Task objective. Each line below has to be set down again exactly.

Information.
+===+
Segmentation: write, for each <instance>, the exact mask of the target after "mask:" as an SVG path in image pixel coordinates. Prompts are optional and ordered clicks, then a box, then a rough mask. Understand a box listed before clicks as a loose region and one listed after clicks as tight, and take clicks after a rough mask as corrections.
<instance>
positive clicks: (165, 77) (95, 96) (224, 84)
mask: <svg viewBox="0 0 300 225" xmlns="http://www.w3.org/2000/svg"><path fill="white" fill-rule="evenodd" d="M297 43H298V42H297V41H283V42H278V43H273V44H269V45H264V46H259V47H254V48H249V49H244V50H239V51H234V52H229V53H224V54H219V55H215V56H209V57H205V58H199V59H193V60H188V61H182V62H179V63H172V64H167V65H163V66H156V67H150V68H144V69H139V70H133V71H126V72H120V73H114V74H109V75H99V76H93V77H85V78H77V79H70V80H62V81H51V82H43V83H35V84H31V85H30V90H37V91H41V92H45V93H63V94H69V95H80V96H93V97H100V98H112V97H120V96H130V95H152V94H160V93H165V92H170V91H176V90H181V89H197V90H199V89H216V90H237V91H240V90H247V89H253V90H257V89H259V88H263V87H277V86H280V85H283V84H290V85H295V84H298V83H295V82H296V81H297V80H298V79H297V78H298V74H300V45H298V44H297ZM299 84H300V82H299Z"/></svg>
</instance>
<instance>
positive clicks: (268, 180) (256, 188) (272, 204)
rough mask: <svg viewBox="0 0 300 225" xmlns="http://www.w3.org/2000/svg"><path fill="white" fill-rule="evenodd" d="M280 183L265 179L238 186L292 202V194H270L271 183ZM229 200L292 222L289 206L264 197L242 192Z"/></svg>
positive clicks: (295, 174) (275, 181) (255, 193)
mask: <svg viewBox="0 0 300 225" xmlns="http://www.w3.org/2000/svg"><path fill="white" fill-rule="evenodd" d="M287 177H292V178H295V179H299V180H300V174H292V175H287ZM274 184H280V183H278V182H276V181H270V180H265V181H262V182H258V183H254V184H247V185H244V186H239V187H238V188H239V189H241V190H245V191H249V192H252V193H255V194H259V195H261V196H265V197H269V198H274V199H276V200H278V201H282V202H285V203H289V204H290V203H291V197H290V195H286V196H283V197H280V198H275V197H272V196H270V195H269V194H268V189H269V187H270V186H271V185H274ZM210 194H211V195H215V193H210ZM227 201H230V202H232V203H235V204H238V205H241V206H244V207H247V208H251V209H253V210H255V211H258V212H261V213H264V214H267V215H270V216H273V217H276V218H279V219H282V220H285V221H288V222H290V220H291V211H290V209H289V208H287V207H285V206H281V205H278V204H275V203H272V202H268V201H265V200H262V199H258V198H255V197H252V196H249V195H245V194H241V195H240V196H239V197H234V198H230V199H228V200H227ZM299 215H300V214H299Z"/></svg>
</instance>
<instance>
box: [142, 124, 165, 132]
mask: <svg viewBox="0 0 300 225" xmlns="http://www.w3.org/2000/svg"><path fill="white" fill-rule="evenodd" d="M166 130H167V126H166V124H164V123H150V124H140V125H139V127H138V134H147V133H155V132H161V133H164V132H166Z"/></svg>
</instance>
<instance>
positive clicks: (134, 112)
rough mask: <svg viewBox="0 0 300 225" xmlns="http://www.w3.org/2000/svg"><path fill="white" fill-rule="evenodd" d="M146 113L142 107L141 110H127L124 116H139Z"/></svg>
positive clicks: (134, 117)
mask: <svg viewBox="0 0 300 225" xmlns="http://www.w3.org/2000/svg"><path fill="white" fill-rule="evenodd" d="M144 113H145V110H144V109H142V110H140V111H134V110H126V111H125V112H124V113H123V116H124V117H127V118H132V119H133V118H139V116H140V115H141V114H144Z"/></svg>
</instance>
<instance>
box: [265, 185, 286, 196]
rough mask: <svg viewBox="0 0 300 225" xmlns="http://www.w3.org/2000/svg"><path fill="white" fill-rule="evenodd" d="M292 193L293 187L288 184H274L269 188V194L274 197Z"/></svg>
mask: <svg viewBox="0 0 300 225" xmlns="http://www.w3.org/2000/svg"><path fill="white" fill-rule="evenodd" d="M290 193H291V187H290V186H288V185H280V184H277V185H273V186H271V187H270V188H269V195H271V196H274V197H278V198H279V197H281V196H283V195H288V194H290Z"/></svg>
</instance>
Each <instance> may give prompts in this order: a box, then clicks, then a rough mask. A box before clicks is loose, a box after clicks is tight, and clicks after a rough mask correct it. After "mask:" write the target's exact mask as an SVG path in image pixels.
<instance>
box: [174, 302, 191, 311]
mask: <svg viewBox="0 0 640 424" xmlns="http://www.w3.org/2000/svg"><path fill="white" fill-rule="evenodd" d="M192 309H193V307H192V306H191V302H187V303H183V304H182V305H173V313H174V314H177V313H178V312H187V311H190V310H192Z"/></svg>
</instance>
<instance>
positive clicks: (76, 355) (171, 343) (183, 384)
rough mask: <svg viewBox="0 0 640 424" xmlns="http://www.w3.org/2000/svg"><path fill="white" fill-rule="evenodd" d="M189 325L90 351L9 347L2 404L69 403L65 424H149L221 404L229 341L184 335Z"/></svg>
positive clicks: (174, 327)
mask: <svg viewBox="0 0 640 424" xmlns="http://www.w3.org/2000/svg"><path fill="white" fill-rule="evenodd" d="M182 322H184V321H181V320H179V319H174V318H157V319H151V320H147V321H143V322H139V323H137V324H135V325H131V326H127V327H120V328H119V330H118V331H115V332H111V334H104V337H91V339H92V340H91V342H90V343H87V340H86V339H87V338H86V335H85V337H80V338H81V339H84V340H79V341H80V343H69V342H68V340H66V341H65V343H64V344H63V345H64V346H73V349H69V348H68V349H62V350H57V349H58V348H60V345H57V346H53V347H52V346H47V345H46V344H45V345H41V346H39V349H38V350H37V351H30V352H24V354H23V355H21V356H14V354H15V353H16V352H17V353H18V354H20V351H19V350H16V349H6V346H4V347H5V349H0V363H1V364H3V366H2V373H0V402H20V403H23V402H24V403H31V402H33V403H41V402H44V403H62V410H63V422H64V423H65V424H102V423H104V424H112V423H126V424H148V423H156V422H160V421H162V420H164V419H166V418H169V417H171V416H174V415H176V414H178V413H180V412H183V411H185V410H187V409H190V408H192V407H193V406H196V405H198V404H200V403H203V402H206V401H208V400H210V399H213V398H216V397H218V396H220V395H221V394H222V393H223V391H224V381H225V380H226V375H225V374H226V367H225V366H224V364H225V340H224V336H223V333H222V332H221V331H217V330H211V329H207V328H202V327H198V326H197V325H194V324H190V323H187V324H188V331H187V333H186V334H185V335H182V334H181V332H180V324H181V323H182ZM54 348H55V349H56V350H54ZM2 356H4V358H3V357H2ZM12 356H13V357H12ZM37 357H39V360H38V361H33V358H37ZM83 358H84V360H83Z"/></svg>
+===+
Response.
Segmentation: write, for each <instance>, the exact mask of the target after "mask:" as an SVG path in image pixel coordinates. Prompts are optional and ordered clicks, then a box, then a rough mask. Understand a box listed before clicks as a loose region and one listed after clicks as tight, and take clicks after a rough mask as corrections.
<instance>
positive clicks: (165, 77) (95, 96) (224, 84)
mask: <svg viewBox="0 0 300 225" xmlns="http://www.w3.org/2000/svg"><path fill="white" fill-rule="evenodd" d="M297 43H298V42H297V41H283V42H278V43H273V44H269V45H264V46H259V47H254V48H249V49H244V50H239V51H234V52H229V53H224V54H219V55H215V56H209V57H205V58H199V59H193V60H188V61H182V62H179V63H172V64H167V65H163V66H156V67H150V68H144V69H139V70H133V71H126V72H120V73H114V74H109V75H99V76H93V77H85V78H77V79H70V80H62V81H51V82H43V83H35V84H31V85H30V90H37V91H41V92H45V93H63V94H69V95H80V96H93V97H100V98H112V97H120V96H130V95H152V94H160V93H165V92H170V91H176V90H181V89H197V90H199V89H216V90H237V91H240V90H247V89H253V90H257V89H259V88H263V87H277V86H280V85H283V84H290V85H295V84H298V83H295V82H296V81H297V80H298V79H297V78H298V74H300V45H298V44H297ZM299 84H300V82H299Z"/></svg>
</instance>
<instance>
positive clicks: (268, 180) (256, 188) (272, 204)
rough mask: <svg viewBox="0 0 300 225" xmlns="http://www.w3.org/2000/svg"><path fill="white" fill-rule="evenodd" d="M280 183L265 179L238 186L292 202V194H270L271 183ZM229 200L292 222L289 206L264 197L242 192Z"/></svg>
positive clicks: (295, 174) (275, 181) (255, 193)
mask: <svg viewBox="0 0 300 225" xmlns="http://www.w3.org/2000/svg"><path fill="white" fill-rule="evenodd" d="M287 177H292V178H295V179H299V180H300V174H292V175H287ZM274 184H280V183H278V182H276V181H270V180H265V181H262V182H258V183H254V184H247V185H244V186H239V187H238V188H239V189H241V190H245V191H249V192H252V193H255V194H259V195H261V196H265V197H269V198H274V199H276V200H278V201H282V202H285V203H289V204H290V203H291V197H290V195H286V196H283V197H280V198H275V197H272V196H270V195H269V194H268V189H269V187H270V186H271V185H274ZM210 194H211V195H215V193H210ZM227 201H230V202H232V203H235V204H238V205H241V206H244V207H247V208H251V209H253V210H255V211H258V212H261V213H264V214H267V215H270V216H273V217H276V218H279V219H282V220H285V221H288V222H290V220H291V211H290V209H289V208H287V207H285V206H281V205H278V204H275V203H272V202H268V201H265V200H262V199H258V198H255V197H252V196H249V195H245V194H241V195H240V196H239V197H234V198H230V199H228V200H227ZM299 215H300V214H299Z"/></svg>
</instance>
<instance>
box: [142, 124, 165, 132]
mask: <svg viewBox="0 0 300 225" xmlns="http://www.w3.org/2000/svg"><path fill="white" fill-rule="evenodd" d="M166 130H167V126H166V124H164V123H150V124H140V125H139V127H138V134H147V133H155V132H161V133H164V132H166Z"/></svg>
</instance>
<instance>
positive clicks: (134, 112)
rough mask: <svg viewBox="0 0 300 225" xmlns="http://www.w3.org/2000/svg"><path fill="white" fill-rule="evenodd" d="M146 113L142 107L141 110H127L124 116H139Z"/></svg>
positive clicks: (134, 117)
mask: <svg viewBox="0 0 300 225" xmlns="http://www.w3.org/2000/svg"><path fill="white" fill-rule="evenodd" d="M144 113H145V110H144V109H142V110H140V111H134V110H126V111H125V112H124V113H123V116H124V117H127V118H132V119H133V118H139V116H140V115H141V114H144Z"/></svg>
</instance>
<instance>
box: [265, 185, 286, 196]
rough mask: <svg viewBox="0 0 300 225" xmlns="http://www.w3.org/2000/svg"><path fill="white" fill-rule="evenodd" d="M292 193L293 187L288 184H274L269 188V194L274 197Z"/></svg>
mask: <svg viewBox="0 0 300 225" xmlns="http://www.w3.org/2000/svg"><path fill="white" fill-rule="evenodd" d="M290 193H291V187H290V186H288V185H280V184H277V185H273V186H271V187H270V188H269V195H271V196H274V197H278V198H279V197H281V196H283V195H288V194H290Z"/></svg>
</instance>
Each <instance> may give prompts in this order: a box, then clicks, then a rough mask. A box before clicks is loose, a box after clicks is tight, and clicks after a rough mask correct it. After "mask:" write the target's exact mask as an SVG path in image pixels.
<instance>
box: [174, 302, 191, 311]
mask: <svg viewBox="0 0 640 424" xmlns="http://www.w3.org/2000/svg"><path fill="white" fill-rule="evenodd" d="M192 309H193V307H192V306H191V302H187V303H183V304H182V305H173V313H174V314H177V313H178V312H187V311H190V310H192Z"/></svg>
</instance>
<instance>
positive clicks: (76, 355) (171, 343) (183, 384)
rough mask: <svg viewBox="0 0 640 424" xmlns="http://www.w3.org/2000/svg"><path fill="white" fill-rule="evenodd" d="M189 325L90 351L9 347L2 404L69 403L65 424H149L221 404L229 341L184 335Z"/></svg>
positive clicks: (174, 327)
mask: <svg viewBox="0 0 640 424" xmlns="http://www.w3.org/2000/svg"><path fill="white" fill-rule="evenodd" d="M182 322H184V321H181V320H179V319H174V318H157V319H151V320H147V321H143V322H139V323H137V324H135V325H131V326H127V327H120V328H119V330H118V331H115V332H111V334H104V337H91V339H92V340H91V342H90V343H87V340H86V339H87V338H86V335H85V337H80V338H81V339H84V340H79V341H80V343H69V342H68V340H66V341H65V343H64V344H63V345H64V346H73V349H69V348H68V349H62V350H57V349H58V348H60V345H57V346H53V347H52V346H47V345H46V344H45V345H41V346H39V349H38V350H37V351H30V352H24V354H23V355H21V356H14V354H15V353H16V352H17V353H18V354H20V351H19V350H16V349H6V346H4V347H5V349H0V363H1V364H3V366H2V373H0V402H20V403H23V402H24V403H31V402H33V403H41V402H44V403H62V410H63V422H64V423H65V424H102V423H104V424H112V423H126V424H148V423H156V422H160V421H162V420H164V419H166V418H169V417H171V416H174V415H176V414H178V413H180V412H183V411H185V410H187V409H190V408H192V407H193V406H196V405H198V404H200V403H203V402H206V401H208V400H210V399H213V398H216V397H218V396H220V395H221V394H222V393H223V391H224V381H225V380H226V375H225V374H226V367H225V366H224V364H225V340H224V336H223V333H222V332H221V331H217V330H211V329H207V328H202V327H198V326H197V325H194V324H190V323H187V324H188V331H187V333H186V334H185V335H182V334H181V332H180V324H181V323H182ZM54 348H55V349H56V350H54ZM2 356H4V358H3V357H2ZM12 356H13V357H12ZM37 357H39V360H38V361H33V358H37ZM83 358H84V360H83Z"/></svg>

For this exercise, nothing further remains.